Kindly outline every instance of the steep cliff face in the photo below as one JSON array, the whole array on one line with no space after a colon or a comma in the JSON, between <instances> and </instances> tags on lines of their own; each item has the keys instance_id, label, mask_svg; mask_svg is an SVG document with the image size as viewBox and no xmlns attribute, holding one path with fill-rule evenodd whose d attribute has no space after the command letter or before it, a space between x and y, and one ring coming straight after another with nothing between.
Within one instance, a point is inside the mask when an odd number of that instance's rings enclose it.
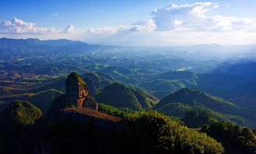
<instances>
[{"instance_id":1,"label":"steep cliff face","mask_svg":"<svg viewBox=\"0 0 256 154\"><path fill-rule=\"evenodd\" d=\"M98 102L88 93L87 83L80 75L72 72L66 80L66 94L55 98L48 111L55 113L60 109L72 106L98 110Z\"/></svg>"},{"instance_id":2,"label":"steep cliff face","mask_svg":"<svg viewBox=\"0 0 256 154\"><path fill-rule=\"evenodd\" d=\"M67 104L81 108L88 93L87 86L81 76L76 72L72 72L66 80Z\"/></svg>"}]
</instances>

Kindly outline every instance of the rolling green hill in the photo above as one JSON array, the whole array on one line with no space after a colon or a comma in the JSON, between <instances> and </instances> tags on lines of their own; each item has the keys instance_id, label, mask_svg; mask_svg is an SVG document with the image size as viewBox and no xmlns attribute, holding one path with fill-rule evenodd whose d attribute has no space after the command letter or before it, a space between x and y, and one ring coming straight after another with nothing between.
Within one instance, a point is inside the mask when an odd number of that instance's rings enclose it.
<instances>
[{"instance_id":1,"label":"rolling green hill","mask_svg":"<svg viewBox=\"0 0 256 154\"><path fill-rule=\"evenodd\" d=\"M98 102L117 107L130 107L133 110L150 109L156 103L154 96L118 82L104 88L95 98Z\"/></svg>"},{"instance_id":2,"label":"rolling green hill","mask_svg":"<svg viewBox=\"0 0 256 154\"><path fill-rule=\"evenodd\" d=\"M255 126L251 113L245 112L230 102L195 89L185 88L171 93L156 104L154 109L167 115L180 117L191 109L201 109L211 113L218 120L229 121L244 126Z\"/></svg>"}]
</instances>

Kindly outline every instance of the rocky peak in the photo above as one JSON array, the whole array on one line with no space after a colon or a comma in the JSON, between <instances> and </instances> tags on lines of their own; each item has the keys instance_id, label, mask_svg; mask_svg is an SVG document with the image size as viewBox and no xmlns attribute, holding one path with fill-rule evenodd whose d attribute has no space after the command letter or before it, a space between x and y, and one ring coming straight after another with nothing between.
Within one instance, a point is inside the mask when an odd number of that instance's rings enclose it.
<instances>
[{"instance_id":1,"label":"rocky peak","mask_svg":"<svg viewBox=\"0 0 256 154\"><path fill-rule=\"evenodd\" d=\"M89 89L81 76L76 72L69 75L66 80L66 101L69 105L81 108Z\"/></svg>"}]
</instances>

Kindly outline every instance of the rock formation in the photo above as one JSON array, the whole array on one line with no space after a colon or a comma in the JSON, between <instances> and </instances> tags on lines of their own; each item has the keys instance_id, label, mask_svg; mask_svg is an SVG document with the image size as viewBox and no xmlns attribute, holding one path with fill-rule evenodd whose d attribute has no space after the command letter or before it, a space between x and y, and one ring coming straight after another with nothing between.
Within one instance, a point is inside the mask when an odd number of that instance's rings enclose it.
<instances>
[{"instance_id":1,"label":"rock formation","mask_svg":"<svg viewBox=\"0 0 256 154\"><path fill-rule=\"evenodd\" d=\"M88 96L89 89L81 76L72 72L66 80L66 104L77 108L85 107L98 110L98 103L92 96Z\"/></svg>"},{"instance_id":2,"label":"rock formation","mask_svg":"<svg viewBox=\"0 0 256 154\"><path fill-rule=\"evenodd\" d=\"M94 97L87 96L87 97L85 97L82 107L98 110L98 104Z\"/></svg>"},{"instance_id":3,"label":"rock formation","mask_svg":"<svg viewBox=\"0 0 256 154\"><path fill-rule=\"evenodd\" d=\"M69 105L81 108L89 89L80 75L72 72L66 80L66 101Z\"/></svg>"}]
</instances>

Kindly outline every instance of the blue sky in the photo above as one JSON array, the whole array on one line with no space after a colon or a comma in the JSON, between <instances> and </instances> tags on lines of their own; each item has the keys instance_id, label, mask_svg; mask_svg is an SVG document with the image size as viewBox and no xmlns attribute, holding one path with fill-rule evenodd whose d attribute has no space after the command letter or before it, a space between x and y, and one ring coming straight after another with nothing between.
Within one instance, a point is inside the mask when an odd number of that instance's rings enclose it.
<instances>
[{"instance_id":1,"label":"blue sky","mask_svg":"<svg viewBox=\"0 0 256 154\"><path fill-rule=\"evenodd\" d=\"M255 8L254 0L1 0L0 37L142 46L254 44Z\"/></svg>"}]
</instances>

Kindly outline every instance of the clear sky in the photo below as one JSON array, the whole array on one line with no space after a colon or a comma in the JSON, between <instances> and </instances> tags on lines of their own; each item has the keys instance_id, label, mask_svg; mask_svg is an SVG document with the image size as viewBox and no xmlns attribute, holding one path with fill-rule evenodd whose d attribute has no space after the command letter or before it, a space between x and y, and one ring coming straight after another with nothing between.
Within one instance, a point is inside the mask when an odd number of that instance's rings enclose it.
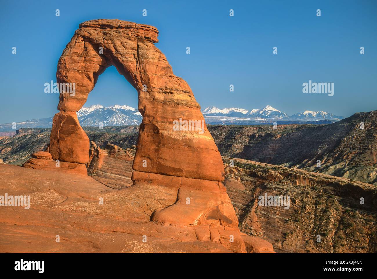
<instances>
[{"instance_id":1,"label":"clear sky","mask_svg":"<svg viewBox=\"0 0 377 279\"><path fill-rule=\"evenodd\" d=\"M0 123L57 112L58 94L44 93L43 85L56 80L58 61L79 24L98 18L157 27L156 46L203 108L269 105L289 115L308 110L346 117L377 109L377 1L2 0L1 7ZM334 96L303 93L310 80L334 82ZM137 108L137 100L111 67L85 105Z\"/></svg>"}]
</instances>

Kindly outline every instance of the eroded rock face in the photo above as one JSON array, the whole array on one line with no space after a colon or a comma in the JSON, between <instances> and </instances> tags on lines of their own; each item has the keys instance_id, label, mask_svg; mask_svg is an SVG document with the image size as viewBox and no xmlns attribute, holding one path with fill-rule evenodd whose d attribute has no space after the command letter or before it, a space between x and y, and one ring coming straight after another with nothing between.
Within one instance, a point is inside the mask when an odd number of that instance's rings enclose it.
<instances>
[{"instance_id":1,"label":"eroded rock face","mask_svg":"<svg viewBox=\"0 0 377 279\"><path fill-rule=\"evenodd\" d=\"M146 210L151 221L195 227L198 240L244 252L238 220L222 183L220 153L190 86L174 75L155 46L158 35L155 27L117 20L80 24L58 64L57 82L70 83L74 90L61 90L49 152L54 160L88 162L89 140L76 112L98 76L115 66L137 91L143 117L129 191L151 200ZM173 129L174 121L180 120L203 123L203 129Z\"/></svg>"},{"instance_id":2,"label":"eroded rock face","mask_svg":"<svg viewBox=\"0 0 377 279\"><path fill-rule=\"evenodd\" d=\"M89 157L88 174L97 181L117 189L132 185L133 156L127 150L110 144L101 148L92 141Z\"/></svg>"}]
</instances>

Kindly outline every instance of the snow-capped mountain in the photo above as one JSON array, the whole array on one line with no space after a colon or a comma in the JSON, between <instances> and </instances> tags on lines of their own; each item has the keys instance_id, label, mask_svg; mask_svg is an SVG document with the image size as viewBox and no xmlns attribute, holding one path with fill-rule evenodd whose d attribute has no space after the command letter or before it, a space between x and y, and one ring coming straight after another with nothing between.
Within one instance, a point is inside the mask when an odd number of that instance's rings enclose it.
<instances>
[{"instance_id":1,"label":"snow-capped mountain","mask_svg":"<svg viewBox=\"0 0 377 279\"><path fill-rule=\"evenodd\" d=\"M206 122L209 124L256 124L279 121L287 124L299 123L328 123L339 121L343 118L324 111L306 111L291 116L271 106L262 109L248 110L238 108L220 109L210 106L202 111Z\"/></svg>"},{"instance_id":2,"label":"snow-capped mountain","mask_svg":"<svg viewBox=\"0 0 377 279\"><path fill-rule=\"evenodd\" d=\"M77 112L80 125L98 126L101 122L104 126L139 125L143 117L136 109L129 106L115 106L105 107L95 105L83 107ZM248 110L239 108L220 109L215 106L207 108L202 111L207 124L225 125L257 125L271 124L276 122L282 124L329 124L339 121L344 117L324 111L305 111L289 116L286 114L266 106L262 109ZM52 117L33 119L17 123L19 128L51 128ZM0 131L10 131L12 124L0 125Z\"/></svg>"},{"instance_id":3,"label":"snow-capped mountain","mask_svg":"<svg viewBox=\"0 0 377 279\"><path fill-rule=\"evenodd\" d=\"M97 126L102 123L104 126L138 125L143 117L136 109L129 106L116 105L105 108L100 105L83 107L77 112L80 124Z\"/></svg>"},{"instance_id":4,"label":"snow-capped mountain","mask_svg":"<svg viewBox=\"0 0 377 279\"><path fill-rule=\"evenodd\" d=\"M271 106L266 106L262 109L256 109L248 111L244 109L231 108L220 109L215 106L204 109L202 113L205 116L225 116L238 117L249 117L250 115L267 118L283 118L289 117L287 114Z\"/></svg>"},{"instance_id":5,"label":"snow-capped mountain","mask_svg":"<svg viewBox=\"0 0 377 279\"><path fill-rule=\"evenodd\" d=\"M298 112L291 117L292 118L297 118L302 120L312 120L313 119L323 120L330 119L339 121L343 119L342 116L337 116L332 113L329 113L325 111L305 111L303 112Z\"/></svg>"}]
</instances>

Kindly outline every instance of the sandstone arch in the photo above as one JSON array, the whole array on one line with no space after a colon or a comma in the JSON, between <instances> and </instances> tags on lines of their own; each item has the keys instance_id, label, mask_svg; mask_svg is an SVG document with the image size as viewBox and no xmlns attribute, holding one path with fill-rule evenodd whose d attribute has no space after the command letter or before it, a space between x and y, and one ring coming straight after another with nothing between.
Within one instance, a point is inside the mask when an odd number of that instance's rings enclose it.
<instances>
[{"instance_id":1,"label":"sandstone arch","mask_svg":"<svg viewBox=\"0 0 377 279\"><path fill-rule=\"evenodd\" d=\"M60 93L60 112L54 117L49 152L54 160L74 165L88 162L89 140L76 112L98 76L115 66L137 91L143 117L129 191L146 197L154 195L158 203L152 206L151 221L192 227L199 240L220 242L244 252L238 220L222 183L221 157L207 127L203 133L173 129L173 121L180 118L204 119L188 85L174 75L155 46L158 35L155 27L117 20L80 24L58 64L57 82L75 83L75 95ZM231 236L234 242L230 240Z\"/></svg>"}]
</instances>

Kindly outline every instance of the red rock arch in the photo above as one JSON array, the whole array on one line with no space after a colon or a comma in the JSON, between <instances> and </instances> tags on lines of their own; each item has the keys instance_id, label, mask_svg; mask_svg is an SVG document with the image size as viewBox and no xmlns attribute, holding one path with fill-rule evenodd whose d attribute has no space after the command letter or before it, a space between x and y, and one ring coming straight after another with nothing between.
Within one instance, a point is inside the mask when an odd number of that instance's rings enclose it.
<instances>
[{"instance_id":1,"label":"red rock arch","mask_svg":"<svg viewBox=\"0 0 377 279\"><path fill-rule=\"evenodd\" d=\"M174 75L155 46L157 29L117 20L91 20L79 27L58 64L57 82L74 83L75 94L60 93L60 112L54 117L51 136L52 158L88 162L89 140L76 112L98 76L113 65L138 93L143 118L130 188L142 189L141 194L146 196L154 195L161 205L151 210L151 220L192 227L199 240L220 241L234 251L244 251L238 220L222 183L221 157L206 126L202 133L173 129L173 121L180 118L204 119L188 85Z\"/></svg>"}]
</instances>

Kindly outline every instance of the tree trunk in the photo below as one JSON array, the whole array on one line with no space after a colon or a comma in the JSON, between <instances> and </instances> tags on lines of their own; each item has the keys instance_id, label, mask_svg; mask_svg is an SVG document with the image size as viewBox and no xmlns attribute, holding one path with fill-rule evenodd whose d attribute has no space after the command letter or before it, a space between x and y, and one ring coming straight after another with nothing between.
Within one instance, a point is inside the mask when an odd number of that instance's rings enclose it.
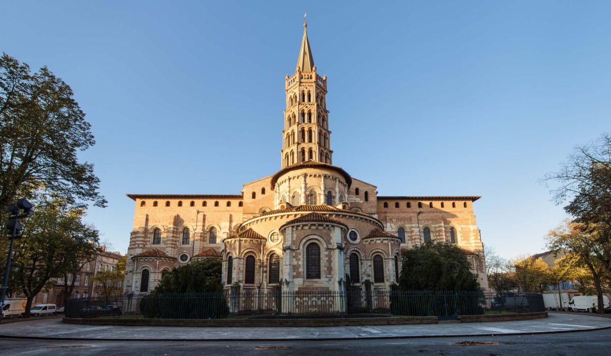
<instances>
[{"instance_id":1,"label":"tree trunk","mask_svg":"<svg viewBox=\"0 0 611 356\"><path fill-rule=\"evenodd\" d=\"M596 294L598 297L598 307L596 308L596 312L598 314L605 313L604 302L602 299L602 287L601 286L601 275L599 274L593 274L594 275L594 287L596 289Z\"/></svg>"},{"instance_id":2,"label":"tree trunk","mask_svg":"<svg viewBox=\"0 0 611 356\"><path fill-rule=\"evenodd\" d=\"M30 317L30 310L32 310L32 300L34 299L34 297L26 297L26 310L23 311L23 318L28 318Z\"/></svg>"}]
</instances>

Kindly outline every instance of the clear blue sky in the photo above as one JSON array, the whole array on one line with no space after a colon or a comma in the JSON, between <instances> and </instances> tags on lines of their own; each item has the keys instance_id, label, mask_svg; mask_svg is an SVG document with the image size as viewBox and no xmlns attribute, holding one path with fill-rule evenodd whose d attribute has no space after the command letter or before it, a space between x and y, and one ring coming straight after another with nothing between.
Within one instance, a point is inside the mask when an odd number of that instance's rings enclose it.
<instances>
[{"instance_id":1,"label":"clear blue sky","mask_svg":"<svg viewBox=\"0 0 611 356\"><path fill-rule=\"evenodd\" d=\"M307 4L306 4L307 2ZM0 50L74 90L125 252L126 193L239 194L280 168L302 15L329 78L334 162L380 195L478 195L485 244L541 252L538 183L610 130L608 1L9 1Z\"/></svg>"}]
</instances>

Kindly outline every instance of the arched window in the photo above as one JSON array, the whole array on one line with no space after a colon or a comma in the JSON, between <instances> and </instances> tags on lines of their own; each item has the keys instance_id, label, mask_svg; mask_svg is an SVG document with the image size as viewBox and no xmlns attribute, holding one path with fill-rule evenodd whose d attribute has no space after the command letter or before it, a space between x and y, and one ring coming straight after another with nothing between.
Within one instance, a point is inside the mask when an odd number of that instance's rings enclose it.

···

__What needs to be done__:
Begin with the line that contains "Kindly outline every instance of the arched" and end with the last line of the records; set down every line in that span exactly, and nothing else.

__Task solution__:
Kindly outline every instance of the arched window in the photo above as one JSON array, the whole array on one line with no space after a colon or a comma in the JSON, between <instances> and </instances> tags on lines of their own; each item has the keys instance_id, label, mask_svg; mask_svg is an SVG document with the image size as viewBox and no xmlns attribute, holding one path with fill-rule evenodd whose d attribute has no space after the command letter or before it, a space between x and y, and one ring coming straight after another with nothing between.
Within one instance, a point is inside the mask when an odd number of that instance's rings enclose it.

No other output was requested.